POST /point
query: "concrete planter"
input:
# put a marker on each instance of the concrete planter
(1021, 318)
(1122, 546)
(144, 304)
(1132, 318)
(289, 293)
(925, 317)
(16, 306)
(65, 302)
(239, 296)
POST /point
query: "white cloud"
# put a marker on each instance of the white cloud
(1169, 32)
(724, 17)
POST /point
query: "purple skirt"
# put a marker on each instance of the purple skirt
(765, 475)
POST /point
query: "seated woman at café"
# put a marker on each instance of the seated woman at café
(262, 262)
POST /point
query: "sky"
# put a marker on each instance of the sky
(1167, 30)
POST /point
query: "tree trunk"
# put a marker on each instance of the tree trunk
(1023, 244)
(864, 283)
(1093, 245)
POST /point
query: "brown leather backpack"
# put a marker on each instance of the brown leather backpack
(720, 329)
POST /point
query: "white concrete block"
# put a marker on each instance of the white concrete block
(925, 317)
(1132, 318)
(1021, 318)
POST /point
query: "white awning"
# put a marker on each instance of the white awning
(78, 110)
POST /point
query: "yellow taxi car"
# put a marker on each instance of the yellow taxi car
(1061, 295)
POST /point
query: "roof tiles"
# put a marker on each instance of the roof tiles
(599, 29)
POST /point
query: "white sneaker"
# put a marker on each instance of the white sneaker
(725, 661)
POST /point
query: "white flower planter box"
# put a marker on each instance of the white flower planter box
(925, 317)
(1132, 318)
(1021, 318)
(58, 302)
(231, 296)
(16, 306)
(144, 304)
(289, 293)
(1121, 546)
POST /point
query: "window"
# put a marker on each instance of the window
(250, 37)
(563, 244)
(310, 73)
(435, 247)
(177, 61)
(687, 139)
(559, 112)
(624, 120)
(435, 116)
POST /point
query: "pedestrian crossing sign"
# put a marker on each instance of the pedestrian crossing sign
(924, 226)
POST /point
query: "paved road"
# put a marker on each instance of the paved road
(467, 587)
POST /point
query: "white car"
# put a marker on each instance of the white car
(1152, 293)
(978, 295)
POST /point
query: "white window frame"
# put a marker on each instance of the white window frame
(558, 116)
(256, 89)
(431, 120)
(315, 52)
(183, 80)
# # #
Description of the task: Please give back the entries above, unchanged and complete.

Result:
POST /point
query: "concrete planter"
input:
# put a marker on each instance of the concrete planter
(1021, 318)
(1122, 546)
(144, 304)
(1132, 318)
(289, 293)
(925, 317)
(16, 306)
(65, 302)
(239, 296)
POST /point
query: "white cloud"
# put a marker on each instance of the white cloud
(1169, 32)
(724, 17)
POST /point
query: "purple skirt"
# put a marker on each instance of the purple skirt
(765, 475)
POST /point
query: "seated woman at café"
# put a marker on each instance of the seated woman at café
(262, 262)
POST /point
query: "sky"
# put a marker on each instance of the sky
(1167, 30)
POST /point
query: "tree trunk"
# put a marker on each instance of the tree trunk
(1023, 244)
(864, 283)
(1093, 245)
POST /point
query: "brown leather backpack"
# put a marker on each instance of the brown leather backpack
(720, 329)
POST /point
query: "white concrete block"
# put a marker on each instance of the white concrete block
(925, 317)
(1132, 318)
(1021, 318)
POST /point
query: "white awning"
# put a marker on each instance of the white awning
(78, 110)
POST /point
query: "yellow taxi car"
# put a marker on each instance of the yellow taxi car
(1061, 295)
POST /point
query: "roof tiles"
# put a marker on each instance of the roof tiles
(599, 29)
POST /point
query: "white sneaker"
# put a marker on each instance of the white sneaker
(725, 661)
POST /point
query: "white flower planter box"
# put a marker on each instance of the white flower planter box
(925, 317)
(1132, 318)
(1021, 318)
(58, 302)
(231, 296)
(16, 306)
(144, 304)
(289, 293)
(1121, 546)
POST /point
query: "window"
# put a marker on each instance of the window
(250, 37)
(563, 244)
(310, 73)
(435, 247)
(177, 61)
(687, 139)
(559, 112)
(624, 120)
(435, 116)
POST /point
query: "pedestrian crossing sign"
# put a marker on each instance of the pedestrian crossing sign
(924, 226)
POST /point
query: "paved road"
# put a marker on each instance of the paved road
(467, 587)
POST /point
query: "white car"
# put a marker on each instance of the white car
(1152, 293)
(978, 295)
POST /point
query: "white window frame"
# put a marker on each instance of the white window frame
(558, 116)
(256, 89)
(431, 120)
(315, 52)
(183, 80)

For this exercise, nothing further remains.